- Information given

--------------------

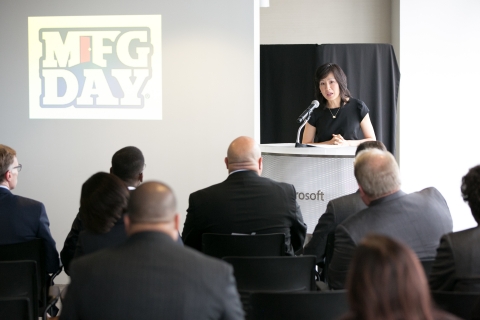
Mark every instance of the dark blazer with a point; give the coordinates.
(89, 242)
(151, 277)
(457, 264)
(245, 203)
(70, 246)
(23, 219)
(337, 211)
(417, 219)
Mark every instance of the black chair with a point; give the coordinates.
(280, 274)
(262, 245)
(460, 304)
(33, 250)
(427, 266)
(15, 308)
(18, 284)
(299, 305)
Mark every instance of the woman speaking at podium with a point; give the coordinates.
(339, 118)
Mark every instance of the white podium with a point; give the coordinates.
(319, 174)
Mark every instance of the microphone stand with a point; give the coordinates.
(298, 144)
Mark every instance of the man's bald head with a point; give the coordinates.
(244, 153)
(377, 173)
(152, 203)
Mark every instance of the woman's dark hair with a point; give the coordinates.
(103, 201)
(322, 72)
(387, 281)
(471, 191)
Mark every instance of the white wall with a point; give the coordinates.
(320, 21)
(436, 44)
(209, 98)
(439, 117)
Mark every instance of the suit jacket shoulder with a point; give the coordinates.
(457, 263)
(417, 219)
(152, 273)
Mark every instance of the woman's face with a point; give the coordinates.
(329, 87)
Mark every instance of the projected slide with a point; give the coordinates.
(95, 67)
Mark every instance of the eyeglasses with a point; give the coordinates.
(19, 168)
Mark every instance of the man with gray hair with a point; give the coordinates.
(337, 211)
(417, 219)
(151, 276)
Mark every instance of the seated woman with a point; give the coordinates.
(103, 202)
(457, 264)
(340, 119)
(387, 281)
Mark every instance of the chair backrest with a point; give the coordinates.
(18, 279)
(261, 245)
(298, 305)
(15, 308)
(31, 250)
(274, 273)
(460, 304)
(427, 266)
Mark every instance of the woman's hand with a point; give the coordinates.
(338, 140)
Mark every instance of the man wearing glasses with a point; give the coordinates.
(22, 219)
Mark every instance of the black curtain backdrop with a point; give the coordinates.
(287, 87)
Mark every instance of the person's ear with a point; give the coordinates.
(176, 221)
(126, 221)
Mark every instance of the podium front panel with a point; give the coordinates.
(318, 178)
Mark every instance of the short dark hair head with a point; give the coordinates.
(7, 156)
(386, 281)
(322, 72)
(103, 201)
(370, 145)
(128, 163)
(471, 191)
(153, 202)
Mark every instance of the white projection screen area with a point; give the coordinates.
(95, 67)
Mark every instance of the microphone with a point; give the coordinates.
(309, 110)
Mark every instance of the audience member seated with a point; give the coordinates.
(337, 210)
(245, 203)
(150, 276)
(457, 264)
(417, 219)
(128, 164)
(22, 219)
(386, 281)
(103, 202)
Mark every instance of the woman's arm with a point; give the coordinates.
(368, 133)
(309, 133)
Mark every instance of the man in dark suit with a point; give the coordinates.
(337, 211)
(150, 276)
(417, 219)
(245, 203)
(128, 164)
(22, 219)
(457, 264)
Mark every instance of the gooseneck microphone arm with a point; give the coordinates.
(304, 117)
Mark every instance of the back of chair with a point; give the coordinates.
(299, 305)
(274, 273)
(261, 245)
(427, 266)
(460, 304)
(18, 280)
(32, 250)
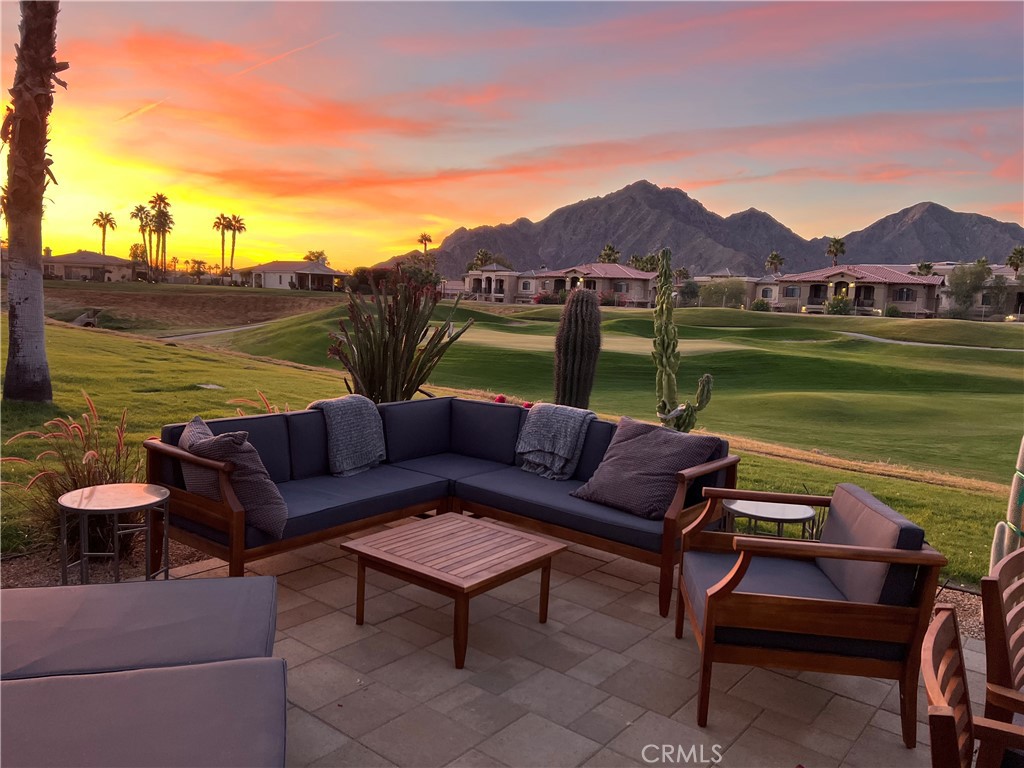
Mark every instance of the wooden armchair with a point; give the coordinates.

--------------------

- What you should do
Copy the records above word for word, leaving out the pictures.

- Solved exercise
Mark every instance of the dark blazer with a point; give the coordinates.
(89, 242)
(151, 277)
(457, 264)
(245, 203)
(70, 246)
(23, 219)
(337, 211)
(417, 219)
Mark every instance of the black chair with a point; give the coordinates.
(280, 274)
(262, 245)
(460, 304)
(33, 250)
(427, 266)
(15, 308)
(18, 284)
(299, 305)
Mark every instance of the woman speaking at podium with a point; give the coordinates.
(339, 118)
Mark every instance of the white podium with a point; give the coordinates.
(319, 174)
Mark every instance of the microphone stand with a point; give the coordinates.
(298, 144)
Mark every instance of the man's bald head with a point; give the coordinates.
(244, 153)
(377, 173)
(152, 203)
Mark every instance of the woman's dark hair with a point; give the coordinates.
(103, 201)
(322, 72)
(387, 281)
(471, 191)
Mark every instance of the white wall with a point; give the coordinates.
(320, 21)
(436, 44)
(209, 98)
(439, 117)
Mark every instance of the suit jacket shoulder with a point; give the coordinates.
(457, 263)
(417, 219)
(152, 273)
Mark every instance of the woman's face with a point; give the coordinates.
(329, 87)
Mark every instance of the projected slide with a point; give the coordinates.
(95, 67)
Mark every instance of the eyeglasses with a point; give the coordinates.
(19, 168)
Mark every instance of the man with gray hair with a point; give the coordinates.
(337, 211)
(417, 219)
(151, 276)
Mark every instance of the seated woman with a point; give the coordinates.
(103, 202)
(457, 264)
(340, 119)
(387, 281)
Mark every instance of the chair backrest with a point; give the coordinates.
(18, 279)
(261, 245)
(298, 305)
(15, 308)
(31, 250)
(274, 273)
(460, 304)
(427, 266)
Mark every instance of the woman's hand with a point; give the coordinates.
(338, 140)
Mark every instance of the man wearing glasses with a point; give the coordinates.
(22, 219)
Mark every instance of the black curtain backdrop with a point; give the coordinates.
(287, 87)
Mark every instance of the person's ear with a point; give the coordinates.
(176, 221)
(126, 221)
Mark every instance of the podium front panel with a point; give the coordinates.
(318, 178)
Mark every instance of the short dark hair head with a point; give the coordinates.
(7, 156)
(386, 281)
(322, 72)
(103, 201)
(370, 145)
(128, 163)
(471, 191)
(153, 202)
Mark every instance of the white projection screen area with a point; give the coordinates.
(95, 67)
Mark every instance of the microphone with a point; give the coordinates.
(309, 110)
Mark every instance of the audience member seated with a point; give the coordinates.
(337, 210)
(245, 203)
(150, 276)
(457, 264)
(417, 219)
(128, 164)
(22, 219)
(386, 281)
(103, 202)
Mark every instance of the woman's arm with a point; give the coordinates.
(368, 133)
(309, 133)
Mark every instance of the man in dark suit with a point; give the coordinates.
(337, 211)
(150, 276)
(417, 219)
(245, 203)
(128, 164)
(22, 219)
(457, 264)
Mark every instance of the gooseneck microphone arm with a point; give the coordinates.
(304, 117)
Mark every instance of the back of chair with a point; give the coordinates.
(299, 305)
(274, 273)
(261, 245)
(427, 266)
(460, 304)
(18, 280)
(32, 250)
Mark every instance of the wooden armchair with a point; give the coordinates.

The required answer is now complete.